Segment Open
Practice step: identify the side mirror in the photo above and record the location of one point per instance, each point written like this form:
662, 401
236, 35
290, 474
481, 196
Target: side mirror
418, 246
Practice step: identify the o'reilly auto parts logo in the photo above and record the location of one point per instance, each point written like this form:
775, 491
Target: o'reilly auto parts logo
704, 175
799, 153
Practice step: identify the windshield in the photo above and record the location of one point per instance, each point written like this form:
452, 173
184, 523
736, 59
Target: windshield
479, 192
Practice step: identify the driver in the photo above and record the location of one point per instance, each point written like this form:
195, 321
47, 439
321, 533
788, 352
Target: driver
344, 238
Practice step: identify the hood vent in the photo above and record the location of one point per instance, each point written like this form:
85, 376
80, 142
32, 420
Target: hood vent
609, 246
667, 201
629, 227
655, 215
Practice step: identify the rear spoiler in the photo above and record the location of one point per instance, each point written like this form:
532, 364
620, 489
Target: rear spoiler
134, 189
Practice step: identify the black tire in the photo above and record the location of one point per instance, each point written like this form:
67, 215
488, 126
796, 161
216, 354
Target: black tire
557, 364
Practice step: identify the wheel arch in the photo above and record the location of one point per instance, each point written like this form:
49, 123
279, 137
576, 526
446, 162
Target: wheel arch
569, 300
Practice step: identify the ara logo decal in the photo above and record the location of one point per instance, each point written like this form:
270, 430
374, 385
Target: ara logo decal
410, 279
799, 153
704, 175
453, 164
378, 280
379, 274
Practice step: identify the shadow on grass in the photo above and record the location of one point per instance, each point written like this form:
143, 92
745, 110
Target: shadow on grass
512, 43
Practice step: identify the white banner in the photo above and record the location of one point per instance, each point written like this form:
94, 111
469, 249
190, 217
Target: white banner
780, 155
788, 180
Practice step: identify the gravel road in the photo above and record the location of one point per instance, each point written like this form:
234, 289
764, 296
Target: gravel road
Segment Closed
= Task brief =
Give back all the records above exactly as they were written.

= Answer area =
Practice step: identify the side mirror in the photo above and record the location of one point per instance, each point written like this form:
662, 401
236, 35
290, 474
481, 196
Target: side mirror
418, 246
Practice step: identify the o'reilly auto parts logo in the photo above and record the location of one point per instance, each point written like this form:
775, 491
Target: o'reilly auto parts logo
704, 175
799, 153
Practice step: identify the windshield in the photo above and record the location of one point per instance, each point written like this form:
452, 173
184, 523
736, 59
Target: windshield
479, 192
Practice step: identify the driver in the photo above and record the location of one point per instance, each point written like this form:
195, 321
47, 439
321, 533
788, 352
Target: driver
344, 238
Practice step: identify the hood vent in the photo above and record the location of one point per instance, each point written like this form:
85, 376
80, 142
32, 420
Target: hood vent
609, 246
667, 201
629, 227
655, 215
Practice step: identify the rear spoiler in the photo above and record the location of one point per instance, each point written like this form:
532, 364
620, 489
Target: rear spoiler
134, 189
Practice step: identify the black tire in the photo above and record the location of one point per instance, each point written like this form:
67, 215
488, 126
796, 161
216, 354
Target: black tire
557, 364
Practice step: identify the wheel arch in the photo above and record the location of one point per instance, each point written like this form:
49, 123
279, 137
576, 526
446, 162
Target: wheel arch
569, 300
Practice step: identify the ara logo decal in the photo above and record the location of one point per instance, each point written like this form:
270, 430
374, 385
Target: ara logo decal
410, 279
799, 153
704, 175
453, 164
378, 280
379, 274
Practice step: identify the shadow on grass in the photo above and record the location of one point per instance, each point written like this form:
143, 92
745, 110
Target: shadow on grass
512, 43
Practice step: identify the white banner in the photo above and record the location of one point per instance, each point written like this form:
94, 111
469, 249
190, 217
Target: white banner
780, 155
788, 180
Practice step: identify the gravel road in the photo above and record the location of one point per instance, each point written like this form:
234, 289
764, 296
Target: gravel road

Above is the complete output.